Traditionally, HLS companies build their infrastructure around care management services that focus on disease management, medication narratives, and patient education. But as the healthcare industry moves toward value-based care models, providers and payers discovered barriers that interfered with patient outcomes.
As automated healthcare management systems collect more targeted, meaningful data, healthcare providers realize that addressing a patient’s social needs, or social determinants of health, in addition to providing care, is now the new, more effective, and equitable approach to patient care.
“It is as if the expressed social need is now becoming recognized as the real barrier to realizing health goals,” says Dr. Jim Walton, president and CEO of Genesis Physicians Group.
The World Health Organization defines social determinants of health (SDOH) as “the conditions in which people are born, grow, work, live, and age, and the wider set of forces and systems shaping the conditions of daily life.”
Whereas traditional care only contributes 10 to 20 percent to the patient’s positive outcome, providing SDOH solutions plays a much bigger role (often 80 to 90 percent) in a patient’s recovery.
Walton explained that with machine learning technology, data scientists can risk-stratify the population, placing patients with higher burdens of social risk impacting their health access and outcomes at the top, and those with less burden toward the bottom.
And as patient care networks intervene in identified social needs, Walton explained that the changes in both clinical outcomes and social needs can be used in a feedback loop. This loop retrains the machine learning algorithm, helping the model become more precise in determining which social need intervention may have the highest likelihood of producing the greatest positive impact, improving efficiency for the intervening organization.
In other words, the industry is on the pulse of new innovations well-suited to what communities need most. Three organizations are already expanding their services to align with common SDOH solutions that impact patient care: transportation, patient advocacy, and patient care access. Here’s how:
Transportation
Telemedicine is a boon for quick follow-up appointments and check-ups, but most treatment relies on in-person visits. Unfortunately, missed appointments are common among patients for a variety of reasons, including transportation.
“Nationwide, about 6 million people are missing or delaying medical care because they lack transportation,” said Buck Poropatich, the head of Lyft Healthcare. “Meanwhile, patients who report transportation access problems are about 2.5 times more likely to have a costly emergency department visits.”
This service is particularly strategic for the Medicaid population. Through partnerships with government agencies, including state Medicaid programs in 18 states and the District of Columbia, Lyft Healthcare covers about 45 million of the nation’s nearly 75 million Medicaid enrollees. This is in addition to individual healthcare organizations.
“The service helped drop no-show rates by 20 percent,” said Sara Heath. “And patient satisfaction scores are sky-high, coming in just nearly at that coveted five stars.”
Patient Advocacy
More healthcare delivery systems are moving to interoperability. But while parties exchange data with each other, patients are often overlooked in the process. And that impacts their decisions for care.
“Since health advocates are the role-appropriate driver of identifying the background, experience and treatment barriers for patients, advocates should be increasingly learning and working on identifying and resolving barriers related to disparities and supporting actions to move us towards health equity in the healthcare system,” explained Robin Shapiro.
Shapiro explained that health advocates have unique skills to assist both the provider and the patient by making sure the provider sees the patient as an individual, considers choices from the patient’s perspective, and meets with the patient before the patient’s appointment to discuss areas of concern, trauma, discomfort, etc. “By working alongside the patient, advocates can identify and reflect back what is happening during a provider visit or interaction,” says Shapiro. “This may be helpful in having a second set of eyes and ears in the situation.”

» Extracted entries:

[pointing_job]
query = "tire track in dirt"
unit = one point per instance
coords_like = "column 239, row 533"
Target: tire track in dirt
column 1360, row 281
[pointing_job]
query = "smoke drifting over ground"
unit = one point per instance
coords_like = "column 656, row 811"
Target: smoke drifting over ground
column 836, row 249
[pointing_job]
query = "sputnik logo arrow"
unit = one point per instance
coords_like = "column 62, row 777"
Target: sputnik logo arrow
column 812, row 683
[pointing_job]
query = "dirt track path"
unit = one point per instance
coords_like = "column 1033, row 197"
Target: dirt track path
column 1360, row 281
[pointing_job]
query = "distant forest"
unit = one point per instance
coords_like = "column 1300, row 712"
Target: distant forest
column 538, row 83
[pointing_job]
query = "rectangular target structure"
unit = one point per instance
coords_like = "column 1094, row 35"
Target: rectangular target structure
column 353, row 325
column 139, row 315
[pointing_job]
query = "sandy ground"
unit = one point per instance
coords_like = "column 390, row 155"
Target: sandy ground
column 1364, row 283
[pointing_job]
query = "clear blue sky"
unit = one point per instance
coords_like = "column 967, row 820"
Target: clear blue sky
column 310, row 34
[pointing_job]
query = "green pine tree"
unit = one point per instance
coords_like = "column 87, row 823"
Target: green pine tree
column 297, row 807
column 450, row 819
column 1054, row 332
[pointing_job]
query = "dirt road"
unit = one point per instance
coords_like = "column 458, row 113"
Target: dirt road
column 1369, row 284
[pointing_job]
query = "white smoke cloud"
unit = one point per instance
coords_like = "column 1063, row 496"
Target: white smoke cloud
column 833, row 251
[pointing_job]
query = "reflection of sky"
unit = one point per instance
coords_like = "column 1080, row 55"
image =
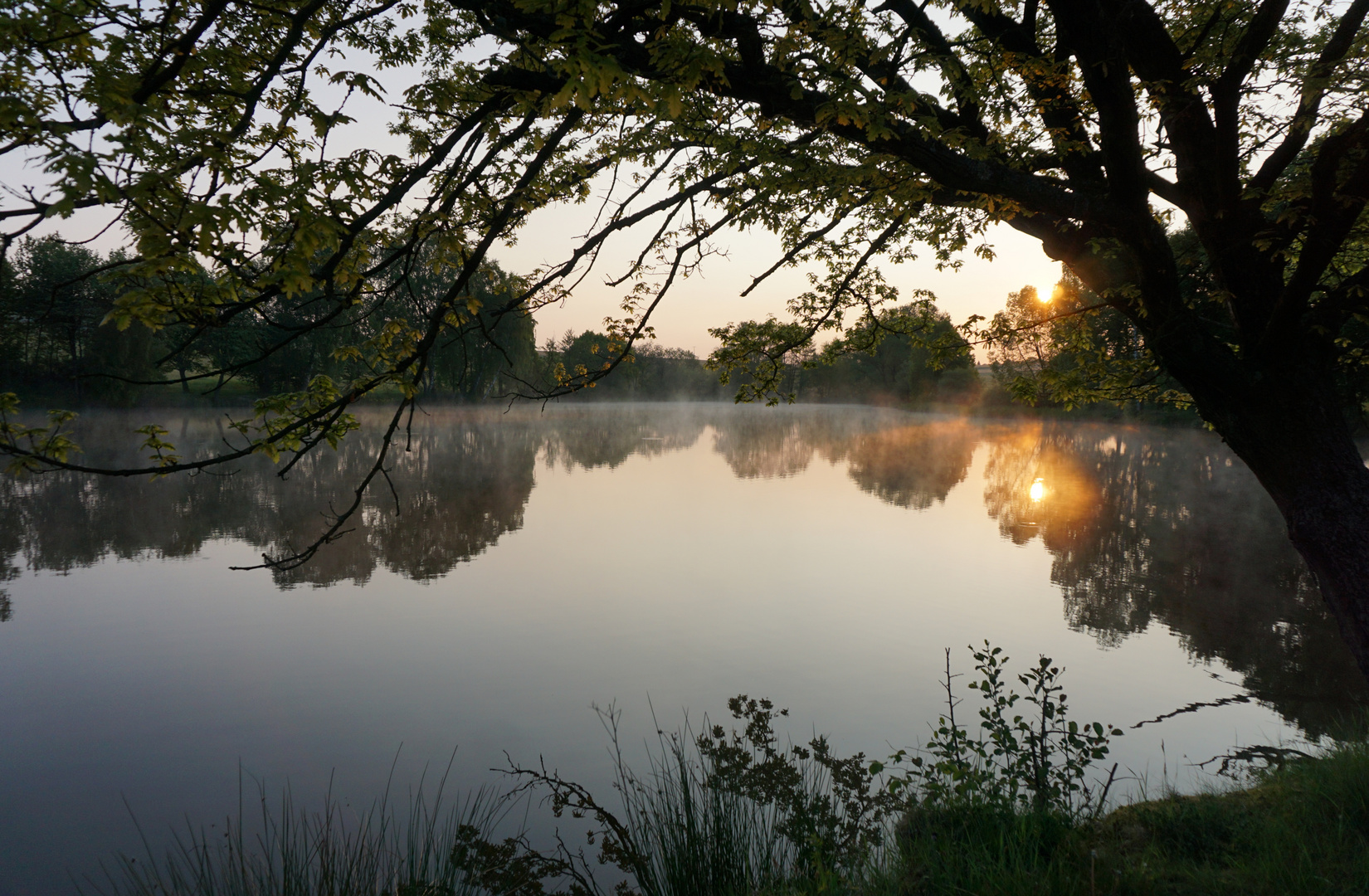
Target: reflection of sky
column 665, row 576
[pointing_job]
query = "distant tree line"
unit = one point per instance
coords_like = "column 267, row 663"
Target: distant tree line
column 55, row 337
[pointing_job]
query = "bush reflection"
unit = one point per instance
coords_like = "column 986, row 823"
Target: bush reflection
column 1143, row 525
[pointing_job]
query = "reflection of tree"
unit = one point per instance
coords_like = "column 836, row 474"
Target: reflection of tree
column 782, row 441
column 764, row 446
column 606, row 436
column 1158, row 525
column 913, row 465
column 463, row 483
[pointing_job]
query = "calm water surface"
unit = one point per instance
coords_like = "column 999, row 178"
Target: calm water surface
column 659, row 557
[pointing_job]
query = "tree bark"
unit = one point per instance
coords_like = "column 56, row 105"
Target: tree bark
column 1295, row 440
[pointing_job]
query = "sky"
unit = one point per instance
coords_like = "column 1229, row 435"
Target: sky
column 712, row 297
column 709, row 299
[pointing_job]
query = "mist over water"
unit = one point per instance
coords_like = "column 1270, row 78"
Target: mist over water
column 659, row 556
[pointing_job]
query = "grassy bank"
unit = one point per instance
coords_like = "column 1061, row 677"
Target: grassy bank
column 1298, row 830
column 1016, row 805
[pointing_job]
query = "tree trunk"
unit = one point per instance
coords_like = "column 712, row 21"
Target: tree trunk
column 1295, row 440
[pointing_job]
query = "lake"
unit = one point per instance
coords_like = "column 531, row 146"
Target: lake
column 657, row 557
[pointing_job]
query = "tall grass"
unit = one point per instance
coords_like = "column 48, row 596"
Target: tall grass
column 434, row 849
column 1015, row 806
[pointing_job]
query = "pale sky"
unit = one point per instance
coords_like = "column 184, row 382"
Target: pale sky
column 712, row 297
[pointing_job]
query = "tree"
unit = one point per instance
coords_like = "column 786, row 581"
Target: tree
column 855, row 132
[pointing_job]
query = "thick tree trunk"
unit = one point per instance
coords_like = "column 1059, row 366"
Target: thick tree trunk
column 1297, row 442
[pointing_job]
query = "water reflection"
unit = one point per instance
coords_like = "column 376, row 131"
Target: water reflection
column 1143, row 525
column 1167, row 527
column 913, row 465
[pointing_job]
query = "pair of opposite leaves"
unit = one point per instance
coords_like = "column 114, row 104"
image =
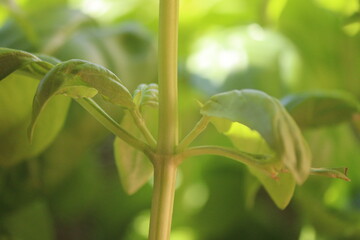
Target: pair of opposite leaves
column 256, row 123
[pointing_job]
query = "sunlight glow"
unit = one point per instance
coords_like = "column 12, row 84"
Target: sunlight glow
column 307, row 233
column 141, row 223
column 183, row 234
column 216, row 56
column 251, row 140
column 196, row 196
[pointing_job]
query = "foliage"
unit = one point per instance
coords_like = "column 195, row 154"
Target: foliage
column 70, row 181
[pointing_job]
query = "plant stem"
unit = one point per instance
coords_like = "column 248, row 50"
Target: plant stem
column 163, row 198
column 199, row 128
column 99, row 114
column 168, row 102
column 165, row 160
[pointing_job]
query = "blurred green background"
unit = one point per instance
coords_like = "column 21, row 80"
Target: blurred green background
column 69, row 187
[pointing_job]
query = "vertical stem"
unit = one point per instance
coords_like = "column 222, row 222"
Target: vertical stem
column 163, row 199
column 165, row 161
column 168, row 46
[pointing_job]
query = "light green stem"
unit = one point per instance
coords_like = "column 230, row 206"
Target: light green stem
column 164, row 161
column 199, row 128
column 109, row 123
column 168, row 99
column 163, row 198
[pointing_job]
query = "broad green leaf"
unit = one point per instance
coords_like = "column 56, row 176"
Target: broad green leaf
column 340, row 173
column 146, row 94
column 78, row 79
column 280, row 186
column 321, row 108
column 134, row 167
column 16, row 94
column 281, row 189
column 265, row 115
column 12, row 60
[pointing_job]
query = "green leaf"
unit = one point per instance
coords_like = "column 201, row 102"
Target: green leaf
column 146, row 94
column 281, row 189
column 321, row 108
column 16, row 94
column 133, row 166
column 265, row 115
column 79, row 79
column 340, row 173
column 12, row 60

» Assignment: Please say whether each of the following statements agrees with the article on social determinants of health, answering yes or no and quoting the article's deciding words exactly. (a) Lyft Healthcare partners with state Medicaid programs in 18 states and the District of Columbia. (b) Traditional care contributes 80 to 90 percent to a patient's positive outcome. (c) The feedback loop that retrains the machine learning algorithm uses changes in clinical outcomes alone.

» Result of this exercise:
(a) Yes: "including state Medicaid programs in 18 states and the District of Columbia"
(b) No: "traditional care only contributes 10 to 20 percent to the patient’s positive outcome"
(c) No: "the changes in both clinical outcomes and social needs can be used in a feedback loop"